* [Problem statement]
Reproduce, word for word, the stretch of the items below from the line containing "Note to the class: find the paddle" through the line containing "pixel 194 82", including both of those lines.

* [Records for processing]
——
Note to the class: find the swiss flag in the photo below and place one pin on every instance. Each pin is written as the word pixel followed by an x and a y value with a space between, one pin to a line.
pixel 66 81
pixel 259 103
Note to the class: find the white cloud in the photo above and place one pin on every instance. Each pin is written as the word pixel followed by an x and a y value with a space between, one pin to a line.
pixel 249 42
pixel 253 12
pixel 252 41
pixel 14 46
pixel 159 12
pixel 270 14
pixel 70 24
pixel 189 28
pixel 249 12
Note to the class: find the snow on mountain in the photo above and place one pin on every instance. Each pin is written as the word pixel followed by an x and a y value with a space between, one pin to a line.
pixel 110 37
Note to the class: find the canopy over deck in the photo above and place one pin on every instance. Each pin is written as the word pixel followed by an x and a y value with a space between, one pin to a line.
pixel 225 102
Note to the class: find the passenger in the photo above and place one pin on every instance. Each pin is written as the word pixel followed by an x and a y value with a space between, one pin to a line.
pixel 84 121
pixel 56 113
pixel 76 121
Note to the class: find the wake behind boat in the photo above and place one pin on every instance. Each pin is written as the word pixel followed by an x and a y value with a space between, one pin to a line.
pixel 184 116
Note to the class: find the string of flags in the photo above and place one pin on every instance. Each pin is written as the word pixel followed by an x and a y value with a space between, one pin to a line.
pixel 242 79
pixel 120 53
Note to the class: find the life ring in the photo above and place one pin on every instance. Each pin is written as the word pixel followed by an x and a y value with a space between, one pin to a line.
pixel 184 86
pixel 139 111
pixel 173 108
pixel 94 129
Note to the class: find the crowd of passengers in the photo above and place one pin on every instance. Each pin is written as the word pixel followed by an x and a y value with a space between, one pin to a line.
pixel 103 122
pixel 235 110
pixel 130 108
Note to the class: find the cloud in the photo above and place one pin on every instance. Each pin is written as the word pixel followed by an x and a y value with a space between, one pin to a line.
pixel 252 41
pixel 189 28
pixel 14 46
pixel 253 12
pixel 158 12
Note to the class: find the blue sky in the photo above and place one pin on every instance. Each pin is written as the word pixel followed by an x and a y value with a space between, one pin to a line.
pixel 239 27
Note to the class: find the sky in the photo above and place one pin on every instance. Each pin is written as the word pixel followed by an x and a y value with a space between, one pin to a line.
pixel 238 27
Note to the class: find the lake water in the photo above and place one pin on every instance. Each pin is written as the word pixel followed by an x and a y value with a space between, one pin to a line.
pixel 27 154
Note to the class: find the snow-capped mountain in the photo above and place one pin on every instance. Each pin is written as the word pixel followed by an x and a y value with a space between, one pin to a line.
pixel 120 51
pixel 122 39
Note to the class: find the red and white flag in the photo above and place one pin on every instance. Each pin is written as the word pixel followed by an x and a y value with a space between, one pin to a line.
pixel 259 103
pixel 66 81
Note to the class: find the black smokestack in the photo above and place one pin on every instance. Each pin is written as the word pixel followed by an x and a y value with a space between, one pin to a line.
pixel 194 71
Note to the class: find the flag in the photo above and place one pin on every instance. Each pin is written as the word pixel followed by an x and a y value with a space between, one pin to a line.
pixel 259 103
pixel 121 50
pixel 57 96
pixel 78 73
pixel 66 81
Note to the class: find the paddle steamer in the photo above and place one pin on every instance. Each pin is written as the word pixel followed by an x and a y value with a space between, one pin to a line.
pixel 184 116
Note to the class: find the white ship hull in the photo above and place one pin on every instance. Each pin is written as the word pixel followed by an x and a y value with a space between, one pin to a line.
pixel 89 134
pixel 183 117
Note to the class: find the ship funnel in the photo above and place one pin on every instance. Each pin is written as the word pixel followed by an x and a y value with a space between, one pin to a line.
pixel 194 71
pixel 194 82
——
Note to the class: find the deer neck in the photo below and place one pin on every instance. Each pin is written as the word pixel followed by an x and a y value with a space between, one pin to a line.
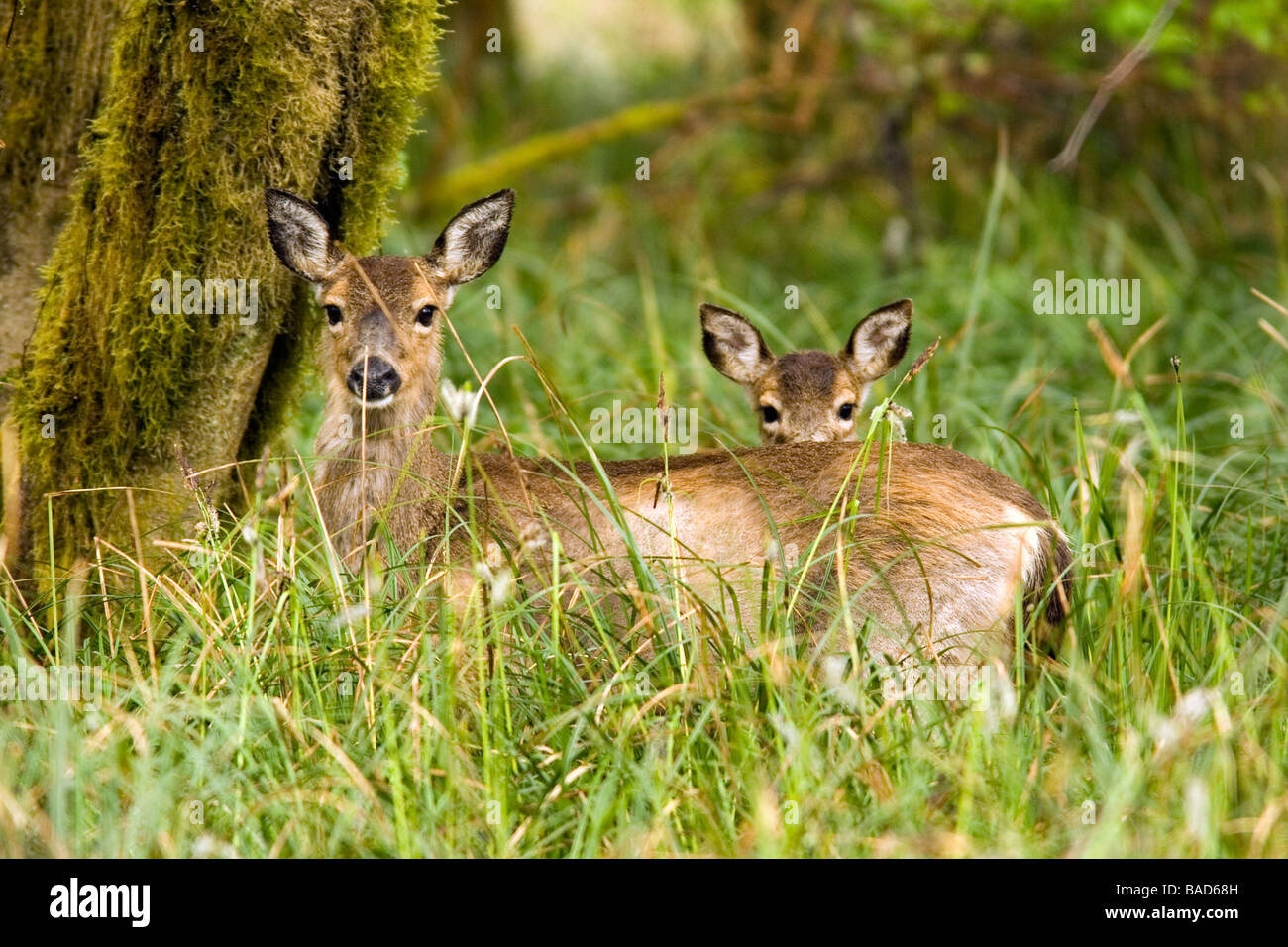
——
* [Output]
Note to the class: find the paddle steamer in the photo above and place one pin on every instance. Each pin is written as the word pixel followed by an x and a y value with a space between, one pin to a line.
pixel 184 116
Note to the class: find the white ship hull in the photo above and place one pin on every instance. Each pin is written as the word pixel followed by an x and a y value with a space between, one pin to a line.
pixel 89 134
pixel 183 117
Note to the class: find the ship funnel in the photo above and place one pin on every instance. Each pin is written as the word pixel followed by an x and a y value with a space between, one pin to a line.
pixel 194 71
pixel 194 82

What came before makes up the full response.